***** Kaynak Metin *****

• Sonuç bulunamadı

2. DİJİTAL AKTİVİZM

2.3 Aktivizm İçin Kullanılan Uygulamalar ve Platformlar

2.4.1. Dijital Aktivizm Dünya Tarihi

2.4.1.3 Wall Street’i İşgal Et (Occupy Wall Street)

Amerika’nın New York şehrinde 17 Eylül 2011 tarihinde başlayan Wall Street’i İşgal Et hareketi (Occupy Wall Street) ABD’nin finans sektörünün önemli kurumlarının bulunduğu, ana merkezi konumunda bir yer olan Wall Street sokağında başlamış. Bu nedenle Wall Street’i İşgal Et adını almıştır.

İnsanlar gelir adaletsizliği ile ilgili protestoları gerçekleştirmek için Wall Street’in yanı sıra İkiz kuleler ile Wall Street arasında kalan Zuccoti Park’ı tercih etmişlerdir. Bu park eylemcilerin kamp alanı haline gelmiştir.

Eylemciler Zuccotti Parkının adını “Özgürlük Meydanı” olarak değiştirirken Mısır’ın Tahrir Meydanı’ndan ilham aldıklarını açıkça ifade etmişlerdir. Madrid’in Puerta del Sol Meydanı merkez üslü İspanya “öfkeliler hareketi”, Atina’nın Sintagma Meydanı’ndaki kararlı direniş, Şili öğrencilerinin geniş kitle desteği kazanan eylemleri, İsrail orta sınıflarının “artık yeter!” çığlığı Wall Street ayaklanmasının koşullarının olgunlaştığına delalet etmektedir.

*****

**Görev**: Kaynak metne göre eylemciler Zuccotti Parkı'nın adını ne olarak değiştirmiştir?

***** Veriler *****

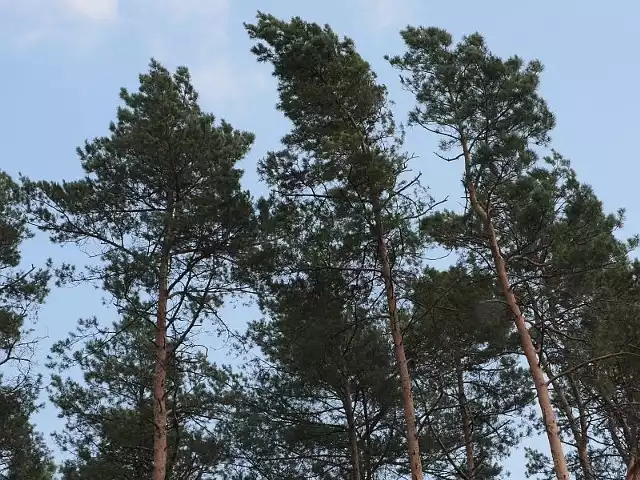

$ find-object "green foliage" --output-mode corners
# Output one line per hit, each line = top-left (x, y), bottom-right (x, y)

*****

**Cevap**: Eylemciler parkın adını "Özgürlük Meydanı" olarak değiştirmiştir.